Stated goal 1:
Could you reproduce the passage of the excerpt on paper-augmented digital documents below, from "For several decades, experts" up to and including "archival and search.", swapping "experts" for "researchers"?

Excerpt provided:
++++++++
We are presenting an architecture which supports the seamless manipulation of PADs using today’s technologies and reports on the lessons we learned while implementing the first PADD system.

Keywords: Paper Augmented Digital Document, Paper based user interface, digital pen.

INTRODUCTION

For several decades, experts have predicted that the advent of more powerful and compact computers will result in the creation of paperless offices. Yet, as pointed out by Sellen et al. in “The Myth of the Paperless Office” [25], the consumption of paper is on the rise, and with few exceptions, office work still relies heavily on paper. Sellen et al. provided a careful analysis of the reason of this state of affairs, pointing out the wide gap between paper affordances, such as ease of navigation and annotation, high information density display, and digital document affordances, such as ease of distribution, archival and search.

Many systems have been proposed as solutions to narrow this gap. Some, such as the DigitalDesk [27], Ariel [16] and the A-book [18], proposed bringing digital resources to paper. Other, such as Xax [11], Intelligent Paper [5], Audio Notebook [26] and Anoto [2], used paper as the input medium. Others still, such as the Freestyle system [13] or XLibris [24], explored how paper affordances could be provided on tablet computers, such as the recent Tablet PC.

The work presented here explores a fourth track, which has been given little attention in the past: cohabitation. We believe that the best way to bridge the gap between paper

Figure 1: Life cycle of a Paper Augmented Digital Document. PADD are digital documents, which can be manipulated either in the digital world or in the paper world. They provide affordances of both digital-based and paper-based documents

and digital documents is to let users access any given document either through a digital interface or through a paper based interface as they see fit.
++++++++
Stated goal 2:
How many lines of the listing below contain the string "embracing"? Reply with the number alone.
++++++++
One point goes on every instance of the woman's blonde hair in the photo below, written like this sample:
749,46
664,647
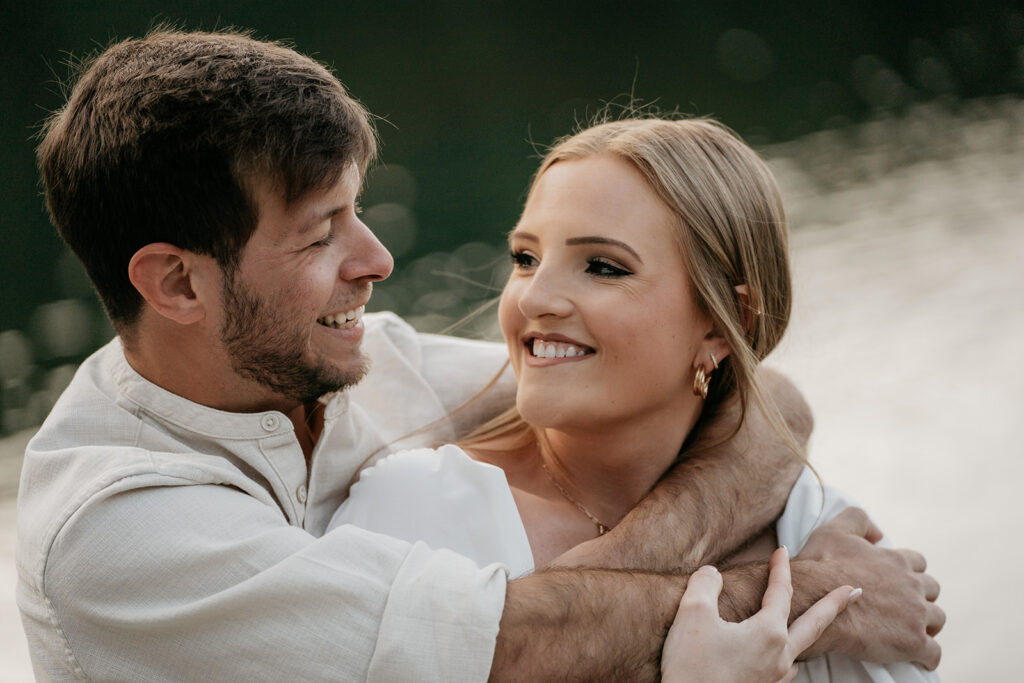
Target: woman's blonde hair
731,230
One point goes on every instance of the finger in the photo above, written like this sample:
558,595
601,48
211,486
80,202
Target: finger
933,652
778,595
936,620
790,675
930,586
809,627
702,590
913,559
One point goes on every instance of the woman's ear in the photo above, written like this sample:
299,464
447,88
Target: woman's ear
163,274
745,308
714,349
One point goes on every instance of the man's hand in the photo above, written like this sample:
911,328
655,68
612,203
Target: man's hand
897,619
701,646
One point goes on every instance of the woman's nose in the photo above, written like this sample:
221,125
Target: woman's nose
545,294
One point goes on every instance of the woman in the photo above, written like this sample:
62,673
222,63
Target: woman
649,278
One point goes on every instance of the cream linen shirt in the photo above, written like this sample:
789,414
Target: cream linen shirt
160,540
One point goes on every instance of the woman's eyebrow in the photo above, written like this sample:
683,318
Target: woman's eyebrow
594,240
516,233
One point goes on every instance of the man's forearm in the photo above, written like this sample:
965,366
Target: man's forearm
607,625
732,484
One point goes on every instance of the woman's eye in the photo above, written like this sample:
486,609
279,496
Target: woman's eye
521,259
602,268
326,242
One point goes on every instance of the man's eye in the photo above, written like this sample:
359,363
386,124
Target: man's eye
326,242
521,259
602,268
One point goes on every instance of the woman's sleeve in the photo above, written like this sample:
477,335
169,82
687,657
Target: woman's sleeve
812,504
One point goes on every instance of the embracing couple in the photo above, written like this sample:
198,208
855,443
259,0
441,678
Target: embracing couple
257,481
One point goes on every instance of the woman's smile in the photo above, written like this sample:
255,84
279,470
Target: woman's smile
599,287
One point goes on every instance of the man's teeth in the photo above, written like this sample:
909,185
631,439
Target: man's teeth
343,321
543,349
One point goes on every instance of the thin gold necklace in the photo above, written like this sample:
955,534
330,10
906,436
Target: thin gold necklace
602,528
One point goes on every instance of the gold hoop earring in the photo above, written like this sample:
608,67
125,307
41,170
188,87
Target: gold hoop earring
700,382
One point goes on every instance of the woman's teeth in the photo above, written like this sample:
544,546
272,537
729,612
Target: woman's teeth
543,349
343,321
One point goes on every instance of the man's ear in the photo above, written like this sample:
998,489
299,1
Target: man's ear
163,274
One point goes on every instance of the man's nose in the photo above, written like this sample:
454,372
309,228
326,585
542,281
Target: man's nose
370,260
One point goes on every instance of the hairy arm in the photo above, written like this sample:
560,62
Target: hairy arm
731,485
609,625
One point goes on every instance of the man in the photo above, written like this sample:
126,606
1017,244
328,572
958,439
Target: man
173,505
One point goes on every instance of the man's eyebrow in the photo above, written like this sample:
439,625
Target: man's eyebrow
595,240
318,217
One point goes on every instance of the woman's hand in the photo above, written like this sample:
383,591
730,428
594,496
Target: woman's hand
++++++++
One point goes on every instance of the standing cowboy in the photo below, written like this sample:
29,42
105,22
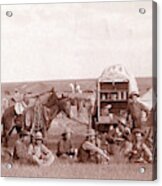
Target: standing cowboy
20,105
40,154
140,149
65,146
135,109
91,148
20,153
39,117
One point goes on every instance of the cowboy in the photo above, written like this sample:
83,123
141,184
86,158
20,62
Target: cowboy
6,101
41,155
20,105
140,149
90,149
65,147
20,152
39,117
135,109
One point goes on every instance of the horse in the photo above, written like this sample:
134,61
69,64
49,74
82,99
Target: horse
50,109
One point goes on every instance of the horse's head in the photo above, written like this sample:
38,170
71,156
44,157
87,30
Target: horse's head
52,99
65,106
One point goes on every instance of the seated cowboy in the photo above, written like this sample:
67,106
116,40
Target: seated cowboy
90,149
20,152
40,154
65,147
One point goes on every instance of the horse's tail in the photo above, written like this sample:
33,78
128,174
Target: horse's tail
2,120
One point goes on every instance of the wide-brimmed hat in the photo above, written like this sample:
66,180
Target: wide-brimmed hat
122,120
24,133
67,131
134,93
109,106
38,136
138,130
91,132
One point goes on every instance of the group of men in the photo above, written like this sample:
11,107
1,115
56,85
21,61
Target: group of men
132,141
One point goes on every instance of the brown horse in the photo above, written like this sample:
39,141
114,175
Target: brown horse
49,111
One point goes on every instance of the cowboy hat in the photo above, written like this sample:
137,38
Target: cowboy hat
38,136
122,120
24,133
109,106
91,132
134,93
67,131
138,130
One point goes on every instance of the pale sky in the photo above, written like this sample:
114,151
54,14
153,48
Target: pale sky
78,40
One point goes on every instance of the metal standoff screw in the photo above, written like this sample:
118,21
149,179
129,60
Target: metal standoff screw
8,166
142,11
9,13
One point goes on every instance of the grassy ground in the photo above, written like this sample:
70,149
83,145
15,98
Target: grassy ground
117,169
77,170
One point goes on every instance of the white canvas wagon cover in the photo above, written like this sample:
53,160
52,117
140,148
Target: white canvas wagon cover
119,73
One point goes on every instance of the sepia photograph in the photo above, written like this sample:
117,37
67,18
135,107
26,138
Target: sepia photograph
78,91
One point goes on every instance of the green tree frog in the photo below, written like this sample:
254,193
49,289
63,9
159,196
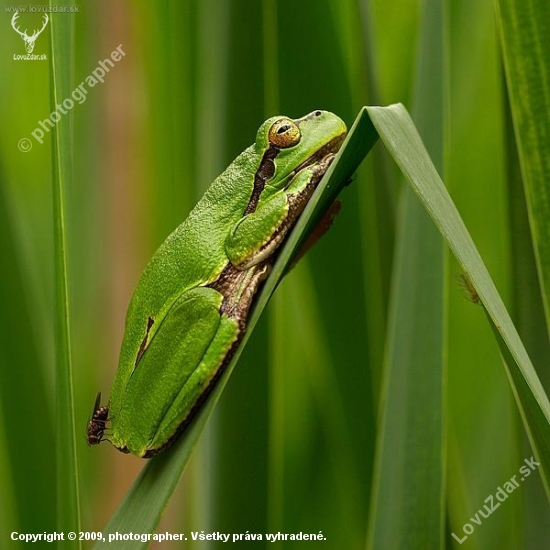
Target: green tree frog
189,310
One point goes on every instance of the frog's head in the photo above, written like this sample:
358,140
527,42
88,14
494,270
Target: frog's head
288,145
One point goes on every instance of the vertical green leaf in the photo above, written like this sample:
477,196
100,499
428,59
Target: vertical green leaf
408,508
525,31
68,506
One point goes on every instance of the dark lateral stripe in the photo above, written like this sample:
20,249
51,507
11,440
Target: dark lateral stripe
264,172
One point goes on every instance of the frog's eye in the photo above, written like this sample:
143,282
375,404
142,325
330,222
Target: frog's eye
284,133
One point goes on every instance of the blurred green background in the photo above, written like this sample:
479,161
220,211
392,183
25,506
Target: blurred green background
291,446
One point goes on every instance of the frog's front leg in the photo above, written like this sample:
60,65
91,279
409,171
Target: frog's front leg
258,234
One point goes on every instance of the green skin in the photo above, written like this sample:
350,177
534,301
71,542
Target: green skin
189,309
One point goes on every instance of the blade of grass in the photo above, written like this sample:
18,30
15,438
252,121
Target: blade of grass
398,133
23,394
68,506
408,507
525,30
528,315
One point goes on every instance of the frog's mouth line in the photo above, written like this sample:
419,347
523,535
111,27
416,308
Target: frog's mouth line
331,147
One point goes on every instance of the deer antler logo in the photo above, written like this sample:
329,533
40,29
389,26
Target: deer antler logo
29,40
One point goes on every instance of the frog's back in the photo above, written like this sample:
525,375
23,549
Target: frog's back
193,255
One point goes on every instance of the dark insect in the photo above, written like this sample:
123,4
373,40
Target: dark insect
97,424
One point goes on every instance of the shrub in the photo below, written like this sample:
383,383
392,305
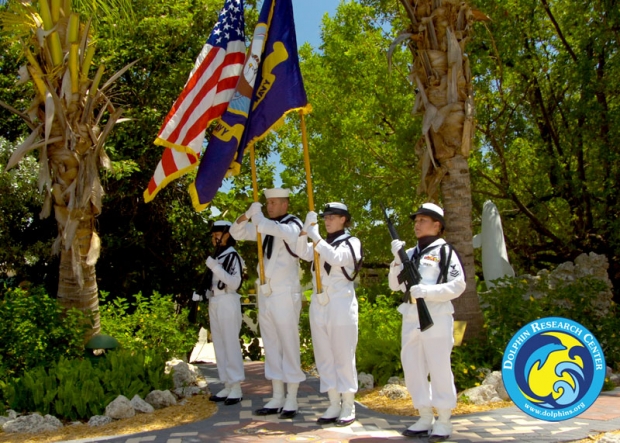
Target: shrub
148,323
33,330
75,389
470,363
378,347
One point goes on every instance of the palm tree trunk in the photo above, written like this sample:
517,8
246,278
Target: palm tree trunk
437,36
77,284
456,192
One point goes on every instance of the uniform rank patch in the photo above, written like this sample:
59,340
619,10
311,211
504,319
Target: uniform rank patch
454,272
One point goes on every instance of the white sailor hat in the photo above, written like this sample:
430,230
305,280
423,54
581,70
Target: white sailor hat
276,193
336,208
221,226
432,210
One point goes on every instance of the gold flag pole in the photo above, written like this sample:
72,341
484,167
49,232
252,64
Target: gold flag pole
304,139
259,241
++++++++
Full answer 1:
For several decades, researchers have predicted that the advent of more powerful and compact computers will result in the creation of paperless offices. Yet, as pointed out by Sellen et al. in “The Myth of the Paperless Office” [25], the consumption of paper is on the rise, and with few exceptions, office work still relies heavily on paper. Sellen et al. provided a careful analysis of the reason of this state of affairs, pointing out the wide gap between paper affordances, such as ease of navigation and annotation, high information density display, and digital document affordances, such as ease of distribution, archival and search.

Full answer 2:
2